**PROBLEM TO SOLVE:** Copy the rows from the line with "search: pink ceramic mug?" through the end of the rows, substituting "find" for each "search" and leaving everything else unchanged.

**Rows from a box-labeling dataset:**
________________________________________

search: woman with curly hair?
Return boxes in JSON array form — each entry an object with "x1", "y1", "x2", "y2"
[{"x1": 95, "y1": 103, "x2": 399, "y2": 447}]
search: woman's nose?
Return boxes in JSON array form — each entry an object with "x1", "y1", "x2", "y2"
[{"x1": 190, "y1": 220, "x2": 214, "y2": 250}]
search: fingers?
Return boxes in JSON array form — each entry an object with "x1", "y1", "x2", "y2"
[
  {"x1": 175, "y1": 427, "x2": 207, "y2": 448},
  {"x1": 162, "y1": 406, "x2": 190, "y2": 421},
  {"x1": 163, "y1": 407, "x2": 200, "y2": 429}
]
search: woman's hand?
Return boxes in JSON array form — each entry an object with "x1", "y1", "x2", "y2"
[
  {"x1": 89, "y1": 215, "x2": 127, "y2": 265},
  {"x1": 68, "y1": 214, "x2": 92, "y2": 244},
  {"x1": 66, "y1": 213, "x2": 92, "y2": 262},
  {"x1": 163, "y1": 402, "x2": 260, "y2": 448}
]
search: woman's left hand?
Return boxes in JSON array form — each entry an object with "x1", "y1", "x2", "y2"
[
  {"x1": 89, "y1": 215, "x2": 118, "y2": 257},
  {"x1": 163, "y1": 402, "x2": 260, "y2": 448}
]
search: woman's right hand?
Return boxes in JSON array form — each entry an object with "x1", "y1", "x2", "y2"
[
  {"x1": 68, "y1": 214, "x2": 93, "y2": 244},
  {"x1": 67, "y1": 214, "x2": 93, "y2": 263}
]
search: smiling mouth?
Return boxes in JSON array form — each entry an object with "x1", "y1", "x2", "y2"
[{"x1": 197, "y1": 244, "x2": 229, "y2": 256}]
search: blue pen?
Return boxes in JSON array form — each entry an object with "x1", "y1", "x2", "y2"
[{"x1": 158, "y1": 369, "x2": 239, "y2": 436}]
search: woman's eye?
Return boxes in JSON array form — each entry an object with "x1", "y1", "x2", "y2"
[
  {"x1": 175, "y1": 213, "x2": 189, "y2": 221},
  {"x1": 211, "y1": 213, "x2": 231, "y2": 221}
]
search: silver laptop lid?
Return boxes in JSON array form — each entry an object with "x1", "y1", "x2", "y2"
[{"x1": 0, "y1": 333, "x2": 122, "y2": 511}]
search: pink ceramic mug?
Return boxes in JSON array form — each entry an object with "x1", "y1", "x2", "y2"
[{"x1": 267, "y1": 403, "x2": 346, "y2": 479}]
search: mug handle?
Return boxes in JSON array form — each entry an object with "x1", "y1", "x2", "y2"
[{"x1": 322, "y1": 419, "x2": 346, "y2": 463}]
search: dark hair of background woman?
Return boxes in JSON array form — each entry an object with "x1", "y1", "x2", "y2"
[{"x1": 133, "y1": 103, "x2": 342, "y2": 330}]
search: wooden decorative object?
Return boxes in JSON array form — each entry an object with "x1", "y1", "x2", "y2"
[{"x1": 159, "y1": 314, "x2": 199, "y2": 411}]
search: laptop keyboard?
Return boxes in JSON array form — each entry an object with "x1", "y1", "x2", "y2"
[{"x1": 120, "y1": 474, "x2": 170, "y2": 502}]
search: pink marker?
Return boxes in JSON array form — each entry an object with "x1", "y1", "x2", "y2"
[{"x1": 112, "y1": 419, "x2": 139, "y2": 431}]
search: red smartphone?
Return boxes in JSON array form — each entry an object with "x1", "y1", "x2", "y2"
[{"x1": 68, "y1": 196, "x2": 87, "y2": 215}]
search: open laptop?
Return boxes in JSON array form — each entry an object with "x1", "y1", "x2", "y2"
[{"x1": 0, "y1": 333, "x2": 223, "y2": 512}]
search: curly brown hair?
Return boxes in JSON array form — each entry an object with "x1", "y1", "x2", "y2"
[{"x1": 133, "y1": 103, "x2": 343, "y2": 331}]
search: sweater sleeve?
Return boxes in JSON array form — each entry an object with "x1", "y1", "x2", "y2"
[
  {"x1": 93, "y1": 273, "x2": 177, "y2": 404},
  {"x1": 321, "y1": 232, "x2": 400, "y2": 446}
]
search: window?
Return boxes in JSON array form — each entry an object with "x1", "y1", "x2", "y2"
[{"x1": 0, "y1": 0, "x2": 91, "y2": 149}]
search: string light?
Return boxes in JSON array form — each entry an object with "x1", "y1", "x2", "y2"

________________________________________

**EXERCISE ANSWER:**
find: pink ceramic mug?
Return boxes in JSON array form — each entry an object with "x1", "y1", "x2", "y2"
[{"x1": 267, "y1": 403, "x2": 346, "y2": 479}]
find: mug handle?
Return boxes in JSON array form — each entry an object with "x1", "y1", "x2", "y2"
[{"x1": 322, "y1": 419, "x2": 346, "y2": 463}]
find: dark hair of background woman?
Return boxes in JSON array form — each entry an object with "x1", "y1", "x2", "y2"
[{"x1": 133, "y1": 103, "x2": 342, "y2": 330}]
find: wooden decorative object?
Return boxes in JSON array form — each entry an object with "x1", "y1", "x2", "y2"
[{"x1": 159, "y1": 314, "x2": 199, "y2": 411}]
find: laptop keyboard?
Return boxes in JSON array form — each entry an object with "x1", "y1", "x2", "y2"
[{"x1": 120, "y1": 474, "x2": 170, "y2": 502}]
find: pink marker?
Return boxes in JSON array form — each entry an object with "x1", "y1", "x2", "y2"
[{"x1": 112, "y1": 419, "x2": 139, "y2": 431}]
find: red smartphone?
Return boxes in JSON array form — each entry an object with "x1", "y1", "x2", "y2"
[{"x1": 68, "y1": 196, "x2": 87, "y2": 215}]
find: open laptop?
Return boxes in JSON array form — each entry an object with "x1", "y1", "x2", "y2"
[{"x1": 0, "y1": 333, "x2": 223, "y2": 512}]
find: curly brown hair?
Return boxes in JSON array form — each entry an object with "x1", "y1", "x2", "y2"
[{"x1": 133, "y1": 103, "x2": 343, "y2": 331}]
find: sweater sleeve?
Return boxes in JSON array form — each entry an object with "x1", "y1", "x2", "y2"
[
  {"x1": 93, "y1": 273, "x2": 177, "y2": 404},
  {"x1": 321, "y1": 232, "x2": 400, "y2": 446}
]
find: window?
Return boxes in JSON array form — each entry an object with "x1", "y1", "x2", "y2"
[{"x1": 0, "y1": 0, "x2": 91, "y2": 149}]
find: string light?
Return boxes in JSON array form — each entry an object with "x1", "y1", "x2", "y2"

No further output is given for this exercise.